TASK DESCRIPTION: Emit only the lines from the line containing "tongue and return the coordinates." through the last line of the entries, unchanged.

RECORDED DATA Block Start

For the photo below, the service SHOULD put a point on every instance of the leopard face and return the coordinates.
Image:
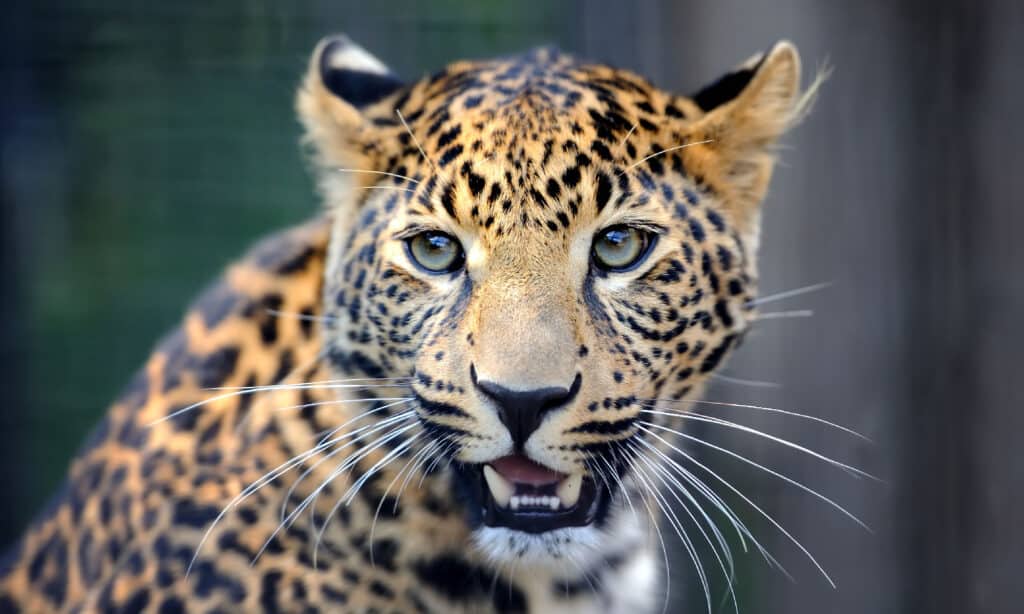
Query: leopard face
(547, 250)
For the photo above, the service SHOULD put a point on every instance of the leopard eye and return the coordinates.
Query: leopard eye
(435, 252)
(621, 248)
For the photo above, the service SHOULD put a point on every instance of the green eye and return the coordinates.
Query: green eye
(621, 248)
(435, 252)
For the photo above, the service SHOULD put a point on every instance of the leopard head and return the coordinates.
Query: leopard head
(547, 249)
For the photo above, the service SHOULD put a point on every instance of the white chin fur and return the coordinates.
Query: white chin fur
(551, 549)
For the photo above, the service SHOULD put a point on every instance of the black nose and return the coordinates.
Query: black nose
(522, 410)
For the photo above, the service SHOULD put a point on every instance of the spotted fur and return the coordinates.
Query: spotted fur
(523, 161)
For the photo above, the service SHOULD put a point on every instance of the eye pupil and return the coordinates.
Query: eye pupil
(435, 252)
(621, 248)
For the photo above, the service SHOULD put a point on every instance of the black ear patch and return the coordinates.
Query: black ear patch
(726, 88)
(358, 88)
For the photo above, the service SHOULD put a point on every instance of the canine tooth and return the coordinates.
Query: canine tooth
(500, 488)
(568, 490)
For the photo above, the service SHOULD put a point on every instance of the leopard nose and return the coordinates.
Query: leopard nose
(523, 410)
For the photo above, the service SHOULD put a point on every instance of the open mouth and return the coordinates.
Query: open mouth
(526, 496)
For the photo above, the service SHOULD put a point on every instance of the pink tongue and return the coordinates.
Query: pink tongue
(520, 469)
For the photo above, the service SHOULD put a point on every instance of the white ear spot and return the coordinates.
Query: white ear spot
(341, 53)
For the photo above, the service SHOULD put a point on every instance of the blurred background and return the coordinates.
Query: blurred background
(143, 146)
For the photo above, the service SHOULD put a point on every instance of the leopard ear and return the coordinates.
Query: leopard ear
(342, 82)
(745, 113)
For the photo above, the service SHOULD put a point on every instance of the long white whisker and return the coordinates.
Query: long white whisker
(728, 569)
(415, 140)
(787, 294)
(664, 151)
(368, 382)
(328, 441)
(767, 470)
(757, 433)
(253, 390)
(622, 143)
(392, 187)
(412, 463)
(765, 409)
(395, 175)
(784, 314)
(742, 531)
(742, 382)
(287, 522)
(354, 488)
(750, 502)
(674, 522)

RECORDED DATA Block End

TASK RESPONSE:
For the photo above, the service SHOULD put a point on every instance of the pink tongue and return the coordinates.
Query: pink tongue
(520, 469)
For the photo above, the service SHOULD put a point on every instance of the white ear spot and return the coordinates.
Query: white ear spot
(341, 53)
For the photo above, the service SHOULD put a point on every instance of the blurred background and return the coordinates.
Query: blurred background
(143, 146)
For the photo above, the service SHOULD put a point on every instance of the leopard ear and return the coordinates.
Query: leopard ear
(342, 82)
(745, 113)
For the photo above, the service SHOULD put a point on every instance of the long white whisker and return the coordinates.
Query: long white whisker
(728, 569)
(415, 140)
(787, 294)
(664, 151)
(368, 382)
(328, 441)
(767, 470)
(757, 433)
(253, 390)
(622, 143)
(392, 187)
(412, 463)
(765, 409)
(395, 175)
(784, 314)
(742, 531)
(742, 382)
(287, 522)
(354, 488)
(750, 502)
(674, 522)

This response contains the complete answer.